* **Exercise description**: Give the lines again, unchanged, starting with the line containing "For the scene shown above, tell me where the concrete" and ending with the last line of the data below.

____________

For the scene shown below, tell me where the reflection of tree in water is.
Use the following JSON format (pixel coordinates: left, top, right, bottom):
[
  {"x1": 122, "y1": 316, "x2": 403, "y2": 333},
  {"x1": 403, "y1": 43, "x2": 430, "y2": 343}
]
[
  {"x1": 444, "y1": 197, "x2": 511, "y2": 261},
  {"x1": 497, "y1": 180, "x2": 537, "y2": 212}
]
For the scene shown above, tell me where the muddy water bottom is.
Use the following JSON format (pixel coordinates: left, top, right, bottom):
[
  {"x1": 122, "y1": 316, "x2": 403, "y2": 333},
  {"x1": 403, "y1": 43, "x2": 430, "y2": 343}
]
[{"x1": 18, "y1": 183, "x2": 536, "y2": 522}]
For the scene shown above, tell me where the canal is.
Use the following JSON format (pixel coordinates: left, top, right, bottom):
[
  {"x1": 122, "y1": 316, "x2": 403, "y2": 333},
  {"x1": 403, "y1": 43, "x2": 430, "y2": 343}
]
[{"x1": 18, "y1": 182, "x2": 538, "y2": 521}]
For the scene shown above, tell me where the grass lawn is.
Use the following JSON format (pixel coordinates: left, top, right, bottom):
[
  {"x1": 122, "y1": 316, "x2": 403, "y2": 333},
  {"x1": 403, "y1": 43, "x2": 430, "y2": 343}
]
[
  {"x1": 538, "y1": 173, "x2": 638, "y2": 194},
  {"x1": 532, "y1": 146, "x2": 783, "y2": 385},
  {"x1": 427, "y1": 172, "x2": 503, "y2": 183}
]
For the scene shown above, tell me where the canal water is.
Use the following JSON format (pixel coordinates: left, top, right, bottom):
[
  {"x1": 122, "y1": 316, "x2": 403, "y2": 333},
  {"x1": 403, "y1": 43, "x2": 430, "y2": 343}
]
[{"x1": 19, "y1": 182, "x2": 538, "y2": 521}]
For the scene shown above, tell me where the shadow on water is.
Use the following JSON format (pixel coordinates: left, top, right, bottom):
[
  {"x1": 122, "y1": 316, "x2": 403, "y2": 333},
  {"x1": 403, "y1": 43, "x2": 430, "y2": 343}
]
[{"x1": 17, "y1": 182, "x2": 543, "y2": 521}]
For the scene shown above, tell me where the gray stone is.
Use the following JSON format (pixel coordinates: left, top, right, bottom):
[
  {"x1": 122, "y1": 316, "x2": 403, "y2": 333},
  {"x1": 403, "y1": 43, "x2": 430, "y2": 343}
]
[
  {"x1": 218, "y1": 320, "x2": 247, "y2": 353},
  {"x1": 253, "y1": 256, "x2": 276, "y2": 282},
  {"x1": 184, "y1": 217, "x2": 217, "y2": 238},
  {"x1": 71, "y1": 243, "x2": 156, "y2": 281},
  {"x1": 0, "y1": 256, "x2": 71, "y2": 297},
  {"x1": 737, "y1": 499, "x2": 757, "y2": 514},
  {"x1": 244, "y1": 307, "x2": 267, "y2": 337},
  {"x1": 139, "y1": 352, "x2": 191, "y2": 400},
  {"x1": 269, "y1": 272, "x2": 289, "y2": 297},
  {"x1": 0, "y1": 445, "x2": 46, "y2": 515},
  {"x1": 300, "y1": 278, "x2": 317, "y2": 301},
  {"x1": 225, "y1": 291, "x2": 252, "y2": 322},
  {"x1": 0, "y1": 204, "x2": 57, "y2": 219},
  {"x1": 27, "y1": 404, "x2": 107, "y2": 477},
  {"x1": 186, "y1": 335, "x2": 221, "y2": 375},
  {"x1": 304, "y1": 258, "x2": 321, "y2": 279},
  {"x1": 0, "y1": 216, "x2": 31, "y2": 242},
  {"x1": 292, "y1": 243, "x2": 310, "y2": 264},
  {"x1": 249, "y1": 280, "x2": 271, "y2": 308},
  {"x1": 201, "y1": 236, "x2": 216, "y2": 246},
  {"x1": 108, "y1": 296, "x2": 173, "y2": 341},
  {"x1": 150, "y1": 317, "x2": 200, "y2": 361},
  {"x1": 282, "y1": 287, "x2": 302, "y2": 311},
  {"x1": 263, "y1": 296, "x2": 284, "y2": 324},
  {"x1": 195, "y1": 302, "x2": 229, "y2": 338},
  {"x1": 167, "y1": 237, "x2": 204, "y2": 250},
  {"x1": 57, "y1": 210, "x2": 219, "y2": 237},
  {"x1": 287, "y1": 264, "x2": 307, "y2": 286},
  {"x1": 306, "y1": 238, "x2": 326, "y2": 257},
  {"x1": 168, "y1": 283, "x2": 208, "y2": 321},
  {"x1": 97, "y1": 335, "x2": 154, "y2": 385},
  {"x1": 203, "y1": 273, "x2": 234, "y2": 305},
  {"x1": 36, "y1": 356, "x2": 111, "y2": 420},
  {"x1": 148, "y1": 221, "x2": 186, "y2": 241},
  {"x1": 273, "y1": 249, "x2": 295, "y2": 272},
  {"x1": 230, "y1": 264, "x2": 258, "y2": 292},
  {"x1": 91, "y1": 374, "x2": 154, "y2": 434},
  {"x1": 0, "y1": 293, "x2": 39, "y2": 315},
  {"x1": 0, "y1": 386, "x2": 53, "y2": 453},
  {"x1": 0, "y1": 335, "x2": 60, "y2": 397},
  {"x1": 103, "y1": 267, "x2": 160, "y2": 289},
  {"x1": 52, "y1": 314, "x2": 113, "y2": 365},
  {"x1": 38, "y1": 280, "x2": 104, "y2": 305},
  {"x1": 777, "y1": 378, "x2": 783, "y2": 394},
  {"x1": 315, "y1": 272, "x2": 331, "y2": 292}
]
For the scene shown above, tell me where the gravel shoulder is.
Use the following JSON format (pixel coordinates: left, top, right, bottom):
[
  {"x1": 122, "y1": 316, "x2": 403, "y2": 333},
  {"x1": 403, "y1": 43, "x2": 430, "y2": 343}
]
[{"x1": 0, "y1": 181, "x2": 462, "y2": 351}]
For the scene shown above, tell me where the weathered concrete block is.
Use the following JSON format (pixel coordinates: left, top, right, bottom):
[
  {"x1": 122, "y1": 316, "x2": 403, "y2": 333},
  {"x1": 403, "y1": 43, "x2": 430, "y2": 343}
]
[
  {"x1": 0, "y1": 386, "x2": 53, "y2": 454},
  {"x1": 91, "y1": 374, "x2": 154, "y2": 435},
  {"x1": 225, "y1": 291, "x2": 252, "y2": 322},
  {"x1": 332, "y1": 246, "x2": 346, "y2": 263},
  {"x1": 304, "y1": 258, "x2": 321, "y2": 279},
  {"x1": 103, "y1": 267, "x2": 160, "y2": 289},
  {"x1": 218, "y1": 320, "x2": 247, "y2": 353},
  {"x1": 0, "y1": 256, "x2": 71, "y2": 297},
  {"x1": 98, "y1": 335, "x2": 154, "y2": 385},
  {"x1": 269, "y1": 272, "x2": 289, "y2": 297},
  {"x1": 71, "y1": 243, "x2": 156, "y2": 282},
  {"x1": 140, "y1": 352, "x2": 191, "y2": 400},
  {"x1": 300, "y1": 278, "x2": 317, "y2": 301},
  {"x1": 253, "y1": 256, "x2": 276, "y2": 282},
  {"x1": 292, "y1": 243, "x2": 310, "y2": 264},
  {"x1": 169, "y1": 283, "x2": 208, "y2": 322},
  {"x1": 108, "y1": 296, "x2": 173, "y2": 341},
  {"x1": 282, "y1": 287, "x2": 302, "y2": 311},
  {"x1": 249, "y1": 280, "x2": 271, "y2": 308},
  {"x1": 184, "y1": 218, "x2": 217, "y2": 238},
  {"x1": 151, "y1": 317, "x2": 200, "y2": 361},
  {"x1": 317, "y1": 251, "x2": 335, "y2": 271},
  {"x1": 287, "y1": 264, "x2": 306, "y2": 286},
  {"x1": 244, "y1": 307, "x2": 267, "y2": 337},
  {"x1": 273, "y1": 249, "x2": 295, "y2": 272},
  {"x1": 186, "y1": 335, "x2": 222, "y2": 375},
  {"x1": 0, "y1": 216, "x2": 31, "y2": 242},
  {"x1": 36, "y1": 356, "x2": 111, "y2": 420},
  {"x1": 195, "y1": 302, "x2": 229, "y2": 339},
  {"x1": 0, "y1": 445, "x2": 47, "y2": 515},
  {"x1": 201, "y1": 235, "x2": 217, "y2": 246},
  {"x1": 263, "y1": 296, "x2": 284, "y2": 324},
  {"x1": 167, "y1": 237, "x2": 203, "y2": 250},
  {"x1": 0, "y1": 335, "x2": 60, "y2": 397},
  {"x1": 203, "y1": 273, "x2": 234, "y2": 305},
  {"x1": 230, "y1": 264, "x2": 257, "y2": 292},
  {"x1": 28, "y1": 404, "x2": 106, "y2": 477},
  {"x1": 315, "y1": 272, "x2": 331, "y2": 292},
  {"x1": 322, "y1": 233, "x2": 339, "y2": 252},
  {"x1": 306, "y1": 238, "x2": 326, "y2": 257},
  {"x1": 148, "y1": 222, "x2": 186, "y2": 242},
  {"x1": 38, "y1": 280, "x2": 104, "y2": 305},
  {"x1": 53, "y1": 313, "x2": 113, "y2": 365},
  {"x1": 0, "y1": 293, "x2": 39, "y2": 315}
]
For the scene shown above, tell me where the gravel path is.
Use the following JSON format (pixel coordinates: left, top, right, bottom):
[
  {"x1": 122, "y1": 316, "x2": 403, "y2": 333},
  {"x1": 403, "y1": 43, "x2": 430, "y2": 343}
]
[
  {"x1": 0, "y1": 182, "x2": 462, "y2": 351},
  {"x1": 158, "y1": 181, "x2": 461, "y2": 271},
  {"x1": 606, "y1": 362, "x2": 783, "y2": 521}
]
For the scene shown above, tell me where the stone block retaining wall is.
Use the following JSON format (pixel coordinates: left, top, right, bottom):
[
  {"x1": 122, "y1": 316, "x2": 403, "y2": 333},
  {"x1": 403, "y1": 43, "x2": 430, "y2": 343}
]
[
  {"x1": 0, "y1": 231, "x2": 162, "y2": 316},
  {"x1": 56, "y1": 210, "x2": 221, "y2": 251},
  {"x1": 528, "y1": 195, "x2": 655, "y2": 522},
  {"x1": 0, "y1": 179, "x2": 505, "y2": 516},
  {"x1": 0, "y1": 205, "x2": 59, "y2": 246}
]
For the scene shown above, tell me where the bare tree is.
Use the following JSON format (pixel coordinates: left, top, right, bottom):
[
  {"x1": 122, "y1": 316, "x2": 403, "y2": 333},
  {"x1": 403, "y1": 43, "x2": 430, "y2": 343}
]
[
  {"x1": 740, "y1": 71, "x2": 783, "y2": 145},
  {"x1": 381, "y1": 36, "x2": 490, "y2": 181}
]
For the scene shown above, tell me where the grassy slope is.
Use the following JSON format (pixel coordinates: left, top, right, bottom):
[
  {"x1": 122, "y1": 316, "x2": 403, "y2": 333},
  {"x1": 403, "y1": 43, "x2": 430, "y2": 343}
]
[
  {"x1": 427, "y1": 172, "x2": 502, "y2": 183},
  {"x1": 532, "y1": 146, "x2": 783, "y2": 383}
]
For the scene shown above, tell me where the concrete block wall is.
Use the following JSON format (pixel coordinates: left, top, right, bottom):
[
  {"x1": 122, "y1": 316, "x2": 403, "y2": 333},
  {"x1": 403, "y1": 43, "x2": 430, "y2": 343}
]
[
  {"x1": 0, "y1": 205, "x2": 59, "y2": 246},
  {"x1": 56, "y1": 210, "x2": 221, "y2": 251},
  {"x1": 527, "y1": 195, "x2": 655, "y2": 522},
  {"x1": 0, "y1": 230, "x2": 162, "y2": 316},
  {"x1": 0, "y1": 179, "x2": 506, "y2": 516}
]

____________

* **Response area**:
For the scene shown above, tell me where the concrete block wall is.
Use the following JSON format (pixel coordinates: left, top, right, bottom):
[
  {"x1": 122, "y1": 316, "x2": 403, "y2": 333},
  {"x1": 403, "y1": 43, "x2": 430, "y2": 343}
]
[
  {"x1": 0, "y1": 205, "x2": 59, "y2": 246},
  {"x1": 56, "y1": 210, "x2": 221, "y2": 251},
  {"x1": 527, "y1": 195, "x2": 655, "y2": 522},
  {"x1": 0, "y1": 230, "x2": 162, "y2": 316},
  {"x1": 0, "y1": 179, "x2": 506, "y2": 516}
]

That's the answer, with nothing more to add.